*Work to complete:* In the Driftwood park account, which area held the park's only comfort station?

*Source extract:*
-- Opening Marker --
We left the day use area and made a quick stop at the permit office so that I could purchase a Driftwood crest and sticker for my Ontario Parks Passport. I was really excited last year when Ontario Parks came out with the crests, stickers, and passport. What a fun and affordable thing to collect from every park you visit! I also picked up one of Ontario Park’s face masks. A very fitting Ontario Parks souvenir I thought, from a very different type of season at Ontario Parks in 2020.

Before we left the park we thought we would take a quick drive to look around the other campground, the Ottawa River East and West Campground located in the lower section of the park along the Ottawa River shoreline.

Although these campsites were much smaller than the ones in Brumm and some lacked a bit of privacy, the only comfort station within the park was in this area and the majority of the sites were right on the waterfront. Campers staying in these sites could simply walk out of their tent or trailer, across the beach, and right in the river! That would sure be nice on a hot summer day!

As we approached one end of the campground we saw a red glow coming from the sky through the trees. We stopped and walked down to the river to see the clouds across the sky glowing red and pink from the sun that had just set! It was beautiful! We photographed the sky until the colours began to fade. I was very happy that we had got to experience one of Driftwood’s famous sunsets before we had left!
-- Closing Marker --
*Data excerpts:*
-- Opening Marker --
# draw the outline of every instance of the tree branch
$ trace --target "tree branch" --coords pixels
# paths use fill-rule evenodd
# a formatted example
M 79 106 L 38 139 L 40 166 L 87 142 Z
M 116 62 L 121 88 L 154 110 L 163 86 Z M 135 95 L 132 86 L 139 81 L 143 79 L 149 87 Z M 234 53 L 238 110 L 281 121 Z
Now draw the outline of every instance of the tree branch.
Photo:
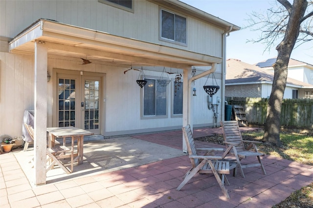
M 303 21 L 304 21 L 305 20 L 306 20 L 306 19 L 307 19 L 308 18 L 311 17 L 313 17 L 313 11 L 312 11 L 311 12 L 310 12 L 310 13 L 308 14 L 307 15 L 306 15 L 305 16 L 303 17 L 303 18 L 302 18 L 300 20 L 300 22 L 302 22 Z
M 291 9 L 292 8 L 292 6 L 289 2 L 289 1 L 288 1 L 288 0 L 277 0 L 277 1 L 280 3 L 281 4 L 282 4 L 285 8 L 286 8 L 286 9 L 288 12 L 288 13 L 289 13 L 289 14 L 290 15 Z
-- Closing Marker --
*Exercise solution:* The Ottawa River East and West Campground, in the lower section of the park along the Ottawa River shoreline.